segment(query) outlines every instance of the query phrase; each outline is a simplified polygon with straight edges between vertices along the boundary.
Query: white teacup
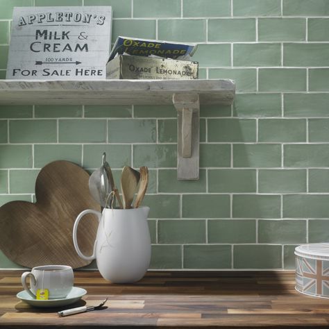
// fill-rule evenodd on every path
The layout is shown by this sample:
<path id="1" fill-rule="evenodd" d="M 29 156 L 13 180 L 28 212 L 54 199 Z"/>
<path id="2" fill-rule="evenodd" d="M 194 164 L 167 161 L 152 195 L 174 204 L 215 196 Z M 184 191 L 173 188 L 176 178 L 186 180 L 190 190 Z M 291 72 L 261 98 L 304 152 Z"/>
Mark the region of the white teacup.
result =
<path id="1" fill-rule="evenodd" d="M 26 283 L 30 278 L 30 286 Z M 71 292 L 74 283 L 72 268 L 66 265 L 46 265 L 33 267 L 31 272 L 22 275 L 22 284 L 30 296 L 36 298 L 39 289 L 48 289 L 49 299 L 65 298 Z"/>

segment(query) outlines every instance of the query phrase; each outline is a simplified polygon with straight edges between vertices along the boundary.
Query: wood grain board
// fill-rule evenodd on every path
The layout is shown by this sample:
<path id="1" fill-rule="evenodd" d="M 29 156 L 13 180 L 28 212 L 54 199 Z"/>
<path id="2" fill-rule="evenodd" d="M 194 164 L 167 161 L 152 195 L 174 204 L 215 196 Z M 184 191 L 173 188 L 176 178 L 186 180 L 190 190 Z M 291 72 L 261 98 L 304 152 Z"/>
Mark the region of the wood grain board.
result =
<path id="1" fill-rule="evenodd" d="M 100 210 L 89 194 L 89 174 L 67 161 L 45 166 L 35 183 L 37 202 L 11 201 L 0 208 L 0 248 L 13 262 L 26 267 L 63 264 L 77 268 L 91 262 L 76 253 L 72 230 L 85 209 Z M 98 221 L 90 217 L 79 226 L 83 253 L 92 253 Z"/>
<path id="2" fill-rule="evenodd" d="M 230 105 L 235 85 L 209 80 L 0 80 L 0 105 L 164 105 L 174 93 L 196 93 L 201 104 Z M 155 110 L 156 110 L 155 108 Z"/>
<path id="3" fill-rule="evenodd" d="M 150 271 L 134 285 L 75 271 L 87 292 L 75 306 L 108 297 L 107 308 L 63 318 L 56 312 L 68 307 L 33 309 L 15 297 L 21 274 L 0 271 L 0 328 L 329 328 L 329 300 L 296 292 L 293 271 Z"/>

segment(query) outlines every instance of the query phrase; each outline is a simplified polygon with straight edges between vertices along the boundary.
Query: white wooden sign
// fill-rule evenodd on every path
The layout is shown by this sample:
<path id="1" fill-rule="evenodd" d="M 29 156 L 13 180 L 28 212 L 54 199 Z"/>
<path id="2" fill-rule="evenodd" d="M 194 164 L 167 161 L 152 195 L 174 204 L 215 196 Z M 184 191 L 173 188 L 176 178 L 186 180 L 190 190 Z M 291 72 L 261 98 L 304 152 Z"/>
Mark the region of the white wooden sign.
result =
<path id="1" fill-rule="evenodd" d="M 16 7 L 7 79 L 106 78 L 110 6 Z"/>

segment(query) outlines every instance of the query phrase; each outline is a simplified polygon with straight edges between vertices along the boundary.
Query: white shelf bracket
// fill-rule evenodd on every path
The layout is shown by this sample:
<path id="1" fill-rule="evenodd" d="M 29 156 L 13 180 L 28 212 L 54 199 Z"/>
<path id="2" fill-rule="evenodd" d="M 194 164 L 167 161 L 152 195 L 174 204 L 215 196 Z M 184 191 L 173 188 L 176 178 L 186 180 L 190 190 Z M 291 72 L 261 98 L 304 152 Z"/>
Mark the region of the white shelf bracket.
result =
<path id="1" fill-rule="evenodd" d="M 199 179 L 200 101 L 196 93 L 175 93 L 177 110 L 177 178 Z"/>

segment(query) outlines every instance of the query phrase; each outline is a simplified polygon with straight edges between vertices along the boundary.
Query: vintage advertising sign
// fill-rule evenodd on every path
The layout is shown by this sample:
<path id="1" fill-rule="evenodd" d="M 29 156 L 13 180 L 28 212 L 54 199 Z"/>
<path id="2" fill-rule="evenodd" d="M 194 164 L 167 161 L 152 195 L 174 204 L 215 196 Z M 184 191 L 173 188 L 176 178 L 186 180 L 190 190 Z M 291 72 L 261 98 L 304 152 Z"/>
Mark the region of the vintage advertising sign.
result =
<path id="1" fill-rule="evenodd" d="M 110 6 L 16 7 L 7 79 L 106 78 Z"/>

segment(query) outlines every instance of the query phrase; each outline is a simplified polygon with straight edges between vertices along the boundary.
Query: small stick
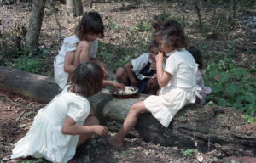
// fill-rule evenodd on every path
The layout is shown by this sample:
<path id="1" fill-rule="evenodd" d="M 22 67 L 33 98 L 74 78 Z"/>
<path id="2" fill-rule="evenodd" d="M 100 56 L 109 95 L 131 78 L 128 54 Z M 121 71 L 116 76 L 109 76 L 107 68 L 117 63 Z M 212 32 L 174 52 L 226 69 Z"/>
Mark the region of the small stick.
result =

• _Direction_:
Copy every item above word for word, leaving out the pictures.

• _Complete response_:
segment(query) outlines every instance of the query phrase; each outline is a simplified polygon with straight edges between vertices along the boundary.
Query: white teacup
// fill-rule evenodd on every path
The layout is shown by this sample:
<path id="1" fill-rule="evenodd" d="M 29 156 L 13 180 L 28 212 L 54 199 Z"/>
<path id="2" fill-rule="evenodd" d="M 194 164 L 167 161 L 152 195 L 174 204 L 215 196 Z M 184 191 L 173 188 L 176 178 L 186 180 L 190 190 Z M 291 72 L 261 98 L 304 152 Z"/>
Mark the region of the white teacup.
result =
<path id="1" fill-rule="evenodd" d="M 26 283 L 30 278 L 30 286 Z M 71 292 L 74 283 L 72 268 L 66 265 L 46 265 L 33 267 L 31 272 L 22 275 L 22 284 L 30 296 L 36 298 L 39 289 L 48 289 L 49 299 L 65 298 Z"/>

segment(query) outlines every instance of the query phrase; each outline is a simplified polygon with straight edges between vertices along the boundary.
Query: wood grain board
// fill-rule evenodd on every path
The layout is shown by this sample:
<path id="1" fill-rule="evenodd" d="M 29 156 L 13 180 L 28 212 L 54 199 Z"/>
<path id="2" fill-rule="evenodd" d="M 194 164 L 167 161 L 152 195 L 174 204 L 215 196 Z M 184 191 L 173 188 L 176 178 L 186 180 L 190 190 Z M 291 72 L 261 98 L 304 152 Z"/>
Mark the region of the wood grain board.
result =
<path id="1" fill-rule="evenodd" d="M 100 210 L 89 194 L 89 174 L 67 161 L 45 166 L 35 183 L 37 202 L 11 201 L 0 208 L 0 248 L 13 262 L 26 267 L 63 264 L 77 268 L 91 262 L 76 253 L 72 230 L 85 209 Z M 98 221 L 90 217 L 79 226 L 83 253 L 92 253 Z"/>
<path id="2" fill-rule="evenodd" d="M 230 105 L 235 85 L 209 80 L 0 80 L 0 105 L 164 105 L 174 93 L 196 93 L 201 104 Z M 155 110 L 156 110 L 155 108 Z"/>
<path id="3" fill-rule="evenodd" d="M 150 271 L 134 285 L 75 271 L 87 292 L 75 306 L 108 297 L 107 308 L 63 318 L 56 312 L 68 307 L 33 309 L 15 297 L 21 274 L 0 271 L 0 328 L 329 328 L 329 300 L 296 292 L 293 271 Z"/>

segment(query) outlines every instance of the query phrase; each outline is a simplified polygon with straight edges between vertices along the boundary.
Query: white wooden sign
// fill-rule evenodd on every path
The layout is shown by this sample:
<path id="1" fill-rule="evenodd" d="M 29 156 L 13 180 L 28 212 L 54 199 Z"/>
<path id="2" fill-rule="evenodd" d="M 194 164 L 167 161 L 152 195 L 174 204 L 215 196 Z M 184 191 L 173 188 L 176 178 L 186 180 L 190 190 Z M 291 72 L 261 98 L 304 152 Z"/>
Mark the region of the white wooden sign.
result =
<path id="1" fill-rule="evenodd" d="M 16 7 L 7 79 L 106 78 L 110 6 Z"/>

segment(query) outlines every instance of the query phrase; each outline is a simplified polygon with straight edges between vertices along the boundary.
Query: white shelf bracket
// fill-rule evenodd on every path
The layout is shown by this sample:
<path id="1" fill-rule="evenodd" d="M 29 156 L 13 180 L 28 212 L 54 199 Z"/>
<path id="2" fill-rule="evenodd" d="M 194 164 L 167 161 L 152 195 L 174 204 L 215 196 Z M 184 191 L 173 188 L 176 178 L 186 180 L 190 190 Z M 291 72 L 261 98 L 304 152 Z"/>
Mark the region of the white shelf bracket.
result =
<path id="1" fill-rule="evenodd" d="M 199 179 L 200 101 L 196 93 L 175 93 L 177 110 L 177 178 Z"/>

segment(query) outlines every instance of the query phrase; each outline is a simplified polygon with straight edges between vertices along the boundary.
Query: vintage advertising sign
// fill-rule evenodd on every path
The layout is shown by this sample:
<path id="1" fill-rule="evenodd" d="M 29 156 L 13 180 L 28 212 L 54 199 Z"/>
<path id="2" fill-rule="evenodd" d="M 194 164 L 167 161 L 152 195 L 174 204 L 215 196 Z M 184 191 L 173 188 L 176 178 L 186 180 L 190 190 Z M 291 72 L 261 98 L 304 152 Z"/>
Mark the region of the vintage advertising sign.
result =
<path id="1" fill-rule="evenodd" d="M 110 6 L 16 7 L 7 79 L 106 78 Z"/>

segment(query) outlines every instance of the query phrase; each outline is a simplified polygon with straight edges between vertices along the boundary.
Query: small stick
// fill-rule evenodd on every path
The layout is shown by this sample:
<path id="1" fill-rule="evenodd" d="M 22 67 L 33 98 L 74 78 Z"/>
<path id="2" fill-rule="evenodd" d="M 100 56 L 109 95 L 131 78 L 128 54 Z M 121 71 L 116 76 L 109 76 L 107 68 L 117 63 Z M 212 32 L 174 52 L 226 69 Z"/>
Mark the region of the small stick.
result =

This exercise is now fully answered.